(Stored data entries)
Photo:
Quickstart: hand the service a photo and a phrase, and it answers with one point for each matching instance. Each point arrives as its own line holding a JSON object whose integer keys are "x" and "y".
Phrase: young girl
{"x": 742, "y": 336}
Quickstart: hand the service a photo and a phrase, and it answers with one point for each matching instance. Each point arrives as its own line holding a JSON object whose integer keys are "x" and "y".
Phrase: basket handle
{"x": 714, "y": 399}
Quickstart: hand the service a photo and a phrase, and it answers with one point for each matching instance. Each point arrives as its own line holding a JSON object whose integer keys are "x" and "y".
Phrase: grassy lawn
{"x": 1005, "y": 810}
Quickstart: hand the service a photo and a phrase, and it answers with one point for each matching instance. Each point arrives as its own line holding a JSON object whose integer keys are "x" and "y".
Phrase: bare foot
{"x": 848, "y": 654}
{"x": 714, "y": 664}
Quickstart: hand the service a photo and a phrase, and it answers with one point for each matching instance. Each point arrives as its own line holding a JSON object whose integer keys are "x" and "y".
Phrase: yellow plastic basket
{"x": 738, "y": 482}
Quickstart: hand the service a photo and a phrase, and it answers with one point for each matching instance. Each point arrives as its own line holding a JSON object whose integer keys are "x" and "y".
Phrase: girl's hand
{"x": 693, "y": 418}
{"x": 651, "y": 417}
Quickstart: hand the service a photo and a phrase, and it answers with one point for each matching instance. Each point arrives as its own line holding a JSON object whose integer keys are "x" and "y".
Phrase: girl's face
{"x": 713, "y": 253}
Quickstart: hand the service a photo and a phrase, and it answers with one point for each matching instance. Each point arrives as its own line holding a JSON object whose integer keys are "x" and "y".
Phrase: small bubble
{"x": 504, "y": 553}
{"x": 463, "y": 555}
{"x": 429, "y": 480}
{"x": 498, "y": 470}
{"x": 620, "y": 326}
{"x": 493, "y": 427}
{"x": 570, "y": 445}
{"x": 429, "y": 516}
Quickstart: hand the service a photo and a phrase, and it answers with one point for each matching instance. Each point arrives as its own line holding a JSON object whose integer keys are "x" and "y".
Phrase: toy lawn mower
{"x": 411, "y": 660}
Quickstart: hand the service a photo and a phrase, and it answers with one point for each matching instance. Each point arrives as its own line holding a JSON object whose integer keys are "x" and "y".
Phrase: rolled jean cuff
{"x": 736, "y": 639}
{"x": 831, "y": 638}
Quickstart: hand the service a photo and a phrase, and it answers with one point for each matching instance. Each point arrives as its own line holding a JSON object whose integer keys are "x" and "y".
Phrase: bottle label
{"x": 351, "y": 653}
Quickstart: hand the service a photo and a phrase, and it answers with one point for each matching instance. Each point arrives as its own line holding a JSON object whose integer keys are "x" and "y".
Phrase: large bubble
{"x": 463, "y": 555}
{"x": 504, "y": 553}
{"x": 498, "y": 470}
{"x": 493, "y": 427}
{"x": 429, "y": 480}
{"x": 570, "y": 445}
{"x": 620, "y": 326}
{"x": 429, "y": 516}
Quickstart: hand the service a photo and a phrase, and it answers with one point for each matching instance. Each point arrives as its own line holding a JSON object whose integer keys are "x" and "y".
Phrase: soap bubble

→ **Assigned task**
Please write out, exactly as they appear, only the lines from the one holding "Phrase: rolled jean cuff" through the end of the data.

→ **Task response**
Phrase: rolled jean cuff
{"x": 736, "y": 639}
{"x": 831, "y": 638}
Quickstart: hand the service a photo and a phrase, and it answers with one point for each matching instance. Each point arrives as its own line holding a JSON object whose integer keys are "x" and "y".
Phrase: bottle label
{"x": 351, "y": 653}
Quickstart: hand the service a photo and a phrase, and it answers with one point for each matching instance. Each point arrives as its own line holding a JSON object whose integer keys are "x" and "y".
Phrase: large bubble
{"x": 463, "y": 555}
{"x": 504, "y": 553}
{"x": 498, "y": 470}
{"x": 493, "y": 427}
{"x": 429, "y": 480}
{"x": 570, "y": 445}
{"x": 620, "y": 326}
{"x": 429, "y": 516}
Quickstart: hand the service a photo and a phrase, and it answers with one point for each matching instance. Each point arrives as its own line holding a JSON object whose integer keys are "x" and "y".
Phrase: soap bubble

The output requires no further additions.